Exercise goal: Each of the lines below must be retyped character for character.

Entries shown:
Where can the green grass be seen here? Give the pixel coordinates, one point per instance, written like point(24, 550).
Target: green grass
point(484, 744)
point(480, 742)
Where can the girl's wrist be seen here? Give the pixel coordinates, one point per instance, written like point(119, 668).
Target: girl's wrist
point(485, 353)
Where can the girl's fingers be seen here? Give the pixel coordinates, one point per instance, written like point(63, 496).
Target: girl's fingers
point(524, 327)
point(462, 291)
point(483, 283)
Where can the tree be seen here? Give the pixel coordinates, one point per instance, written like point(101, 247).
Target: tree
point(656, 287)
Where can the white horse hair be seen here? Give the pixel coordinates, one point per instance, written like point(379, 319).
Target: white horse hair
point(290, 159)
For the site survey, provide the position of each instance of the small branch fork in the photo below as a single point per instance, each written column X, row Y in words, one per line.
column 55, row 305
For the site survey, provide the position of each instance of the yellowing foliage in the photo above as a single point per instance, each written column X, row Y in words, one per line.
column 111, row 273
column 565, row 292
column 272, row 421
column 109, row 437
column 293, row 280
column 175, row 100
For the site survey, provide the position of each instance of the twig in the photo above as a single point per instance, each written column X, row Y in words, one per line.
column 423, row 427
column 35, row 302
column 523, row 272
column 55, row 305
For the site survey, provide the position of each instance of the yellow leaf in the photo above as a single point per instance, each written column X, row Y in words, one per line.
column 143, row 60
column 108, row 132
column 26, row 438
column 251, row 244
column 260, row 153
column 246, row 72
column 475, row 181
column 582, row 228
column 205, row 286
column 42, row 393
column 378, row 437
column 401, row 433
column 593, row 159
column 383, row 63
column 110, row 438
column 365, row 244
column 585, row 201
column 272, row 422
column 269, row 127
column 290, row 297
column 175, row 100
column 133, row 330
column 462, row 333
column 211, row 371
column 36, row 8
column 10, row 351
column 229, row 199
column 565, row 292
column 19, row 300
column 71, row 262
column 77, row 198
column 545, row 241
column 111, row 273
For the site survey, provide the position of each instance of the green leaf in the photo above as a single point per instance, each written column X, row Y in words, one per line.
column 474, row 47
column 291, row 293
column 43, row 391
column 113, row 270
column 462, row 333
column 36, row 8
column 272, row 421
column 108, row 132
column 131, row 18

Answer to this problem:
Where can the green grass be seen here? Give the pixel coordinates, one point per instance, written like point(24, 550).
Target: green grass
point(484, 744)
point(480, 742)
Where can the girl's wrist be seen here? Give the pixel coordinates, one point per instance, written like point(119, 668).
Target: girl's wrist
point(485, 353)
Where can the girl's fingers be seen here? Give the pixel coordinates, one point per instance, written like point(63, 496).
Target: girl's fingers
point(524, 327)
point(462, 291)
point(483, 283)
Where can the tree be seen here? Give the pixel coordinates, one point per instance, written like point(101, 247).
Target: tree
point(656, 287)
Where can the white horse hair be seen here? Give the pixel coordinates, one point per instance, written like point(379, 319).
Target: white horse hair
point(290, 159)
For the site survey, provide the position of each instance of the small branch fork in the photo below as a single point per instance, each written column X, row Y in words, one per line.
column 55, row 305
For the site survey, provide the position of each instance of the yellowing foliage in the photo above as a single point per instance, each written column X, row Y in words, one per line.
column 111, row 273
column 565, row 292
column 272, row 421
column 109, row 437
column 293, row 280
column 175, row 100
For the site survey, provide the position of each instance of the twig in the photo above as a single point per instance, each written column X, row Y in words, one per line.
column 423, row 427
column 35, row 302
column 523, row 272
column 55, row 305
For the site survey, provide the position of each instance of the yellow leaf in the photo above as a single point per instance, each written column X, row Y in words, one per line.
column 143, row 60
column 108, row 132
column 26, row 438
column 251, row 244
column 260, row 153
column 246, row 72
column 475, row 181
column 582, row 228
column 205, row 286
column 42, row 393
column 378, row 437
column 401, row 433
column 593, row 159
column 383, row 63
column 110, row 438
column 365, row 244
column 585, row 201
column 272, row 422
column 269, row 127
column 290, row 297
column 175, row 100
column 133, row 330
column 462, row 333
column 211, row 371
column 36, row 8
column 10, row 351
column 229, row 199
column 565, row 292
column 19, row 300
column 71, row 262
column 77, row 198
column 545, row 241
column 111, row 273
For the site survey, provide the position of each instance of the green leaf in the photo above as a single point per instance, each written column X, row Y in words, one per line.
column 474, row 47
column 291, row 293
column 43, row 391
column 113, row 270
column 462, row 333
column 36, row 8
column 272, row 421
column 108, row 132
column 131, row 18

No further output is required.